Source extract:
Before carrying out the pile tests, a saturated sand ground with piles was prepared. First, sand with 5% water content was poured into model tank layer by layer with a total of 18 layers, and the height of each layer was controlled to be 0.1 m by compaction method. After a layer of sand was compacted, chiseling sand surface then poured the next layer of sand to continue compaction. The controlled relative density of sand was 0.55. After the fifth layer of sand was filled which was 0.5 m from the bottom of the tank, the two model piles were placed symmetrically on the diagonal of the tank by using a crane. Then sand filling was continued layer by layer until the specified height of 1.8 m, and 1.3 m of the pile was embedded in soil. During the sand filling process, the uniformity of the sand foundation was verified by taking sand specimens using core cutter at different positions of the soil after each layer was filled. The dry density of the compacted sand was controlled to be around 1.58 g∙cm⁻³. Finally, the relative density of compaction soil in the tank was 0.55–0.60. After soil filling, water was slowly and evenly added into soil through a water injecting shower on top of the model tank until the water level passed the soil surface.

In the heating-cooling tests on the energy piles, the data of temperature, strain, and displacement of the pile were collected, while temperature, soil pressure, and pore pressure in soil were measured and analyzed. A displacement meter was arranged at the bottom of each pile. The arrangement of thermocouples and strain gauges inside the pile is shown in Figure 3. Sensors for measuring temperature, soil pressure, and pore pressure in soil were buried in the predetermined position during sand filling. The layout of sensors in soil is shown in Figure 4 and Figure 5, respectively.

List of tasks:
1. Transcribe everything in the model pile test text from "In the heating-cooling" down to "Figure 5, respectively.".
2. According to the model pile test text, which kinds of data were collected for the pile itself in the heating-cooling tests on the energy piles? List them all.

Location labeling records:
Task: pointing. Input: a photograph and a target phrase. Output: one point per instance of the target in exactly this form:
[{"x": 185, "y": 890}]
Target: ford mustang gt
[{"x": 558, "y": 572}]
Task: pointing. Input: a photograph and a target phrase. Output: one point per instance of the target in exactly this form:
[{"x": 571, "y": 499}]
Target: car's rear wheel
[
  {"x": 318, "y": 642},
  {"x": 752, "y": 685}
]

...

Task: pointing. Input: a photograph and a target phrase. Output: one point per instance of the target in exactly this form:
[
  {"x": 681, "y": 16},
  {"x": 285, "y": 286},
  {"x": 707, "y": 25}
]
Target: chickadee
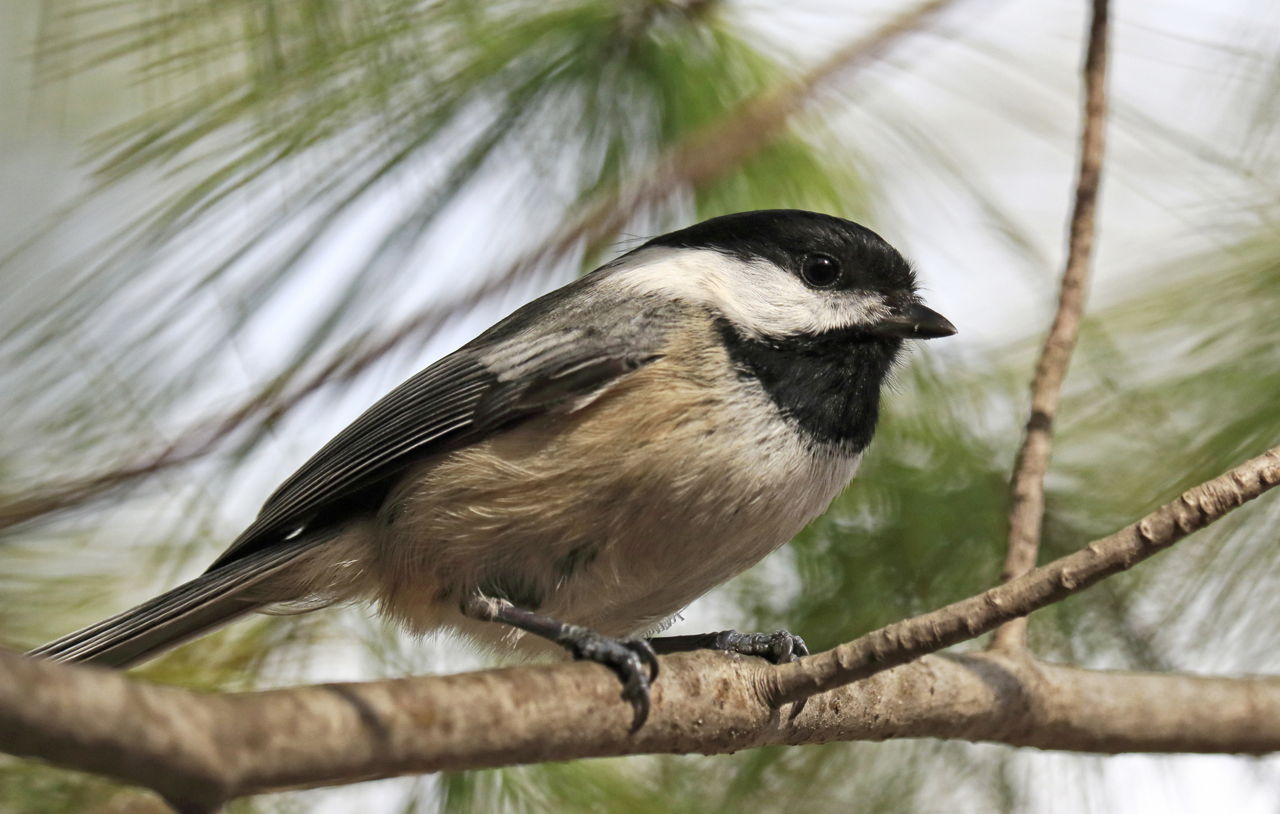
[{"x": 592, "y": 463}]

--

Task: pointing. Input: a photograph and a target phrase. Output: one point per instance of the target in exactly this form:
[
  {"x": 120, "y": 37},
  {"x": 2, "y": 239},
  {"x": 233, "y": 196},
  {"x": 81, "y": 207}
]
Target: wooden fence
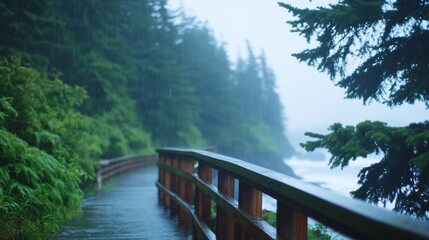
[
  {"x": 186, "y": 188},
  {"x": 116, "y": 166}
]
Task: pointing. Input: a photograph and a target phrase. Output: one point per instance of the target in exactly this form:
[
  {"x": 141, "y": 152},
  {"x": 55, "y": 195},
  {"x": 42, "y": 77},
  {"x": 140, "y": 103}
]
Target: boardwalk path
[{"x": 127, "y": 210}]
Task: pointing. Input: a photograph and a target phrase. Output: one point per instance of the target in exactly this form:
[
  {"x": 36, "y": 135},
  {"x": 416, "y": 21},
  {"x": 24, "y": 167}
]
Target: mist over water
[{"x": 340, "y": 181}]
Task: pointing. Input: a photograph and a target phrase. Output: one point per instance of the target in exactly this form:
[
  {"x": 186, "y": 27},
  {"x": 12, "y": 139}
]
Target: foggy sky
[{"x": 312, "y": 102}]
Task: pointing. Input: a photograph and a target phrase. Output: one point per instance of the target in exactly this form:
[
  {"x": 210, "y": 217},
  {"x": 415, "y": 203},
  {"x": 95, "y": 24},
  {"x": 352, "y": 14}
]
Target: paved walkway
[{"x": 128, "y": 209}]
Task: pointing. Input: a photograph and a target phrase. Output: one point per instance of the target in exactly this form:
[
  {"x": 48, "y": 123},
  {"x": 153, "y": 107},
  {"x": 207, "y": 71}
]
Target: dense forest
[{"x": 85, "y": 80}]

Response list:
1.
In the heating-cooling tests on the energy piles, the data of temperature, strain, and displacement of the pile were collected, while temperature, soil pressure, and pore pressure in soil were measured and analyzed. A displacement meter was arranged at the bottom of each pile. The arrangement of thermocouples and strain gauges inside the pile is shown in Figure 3. Sensors for measuring temperature, soil pressure, and pore pressure in soil were buried in the predetermined position during sand filling. The layout of sensors in soil is shown in Figure 4 and Figure 5, respectively.

2. Temperature, strain, and displacement.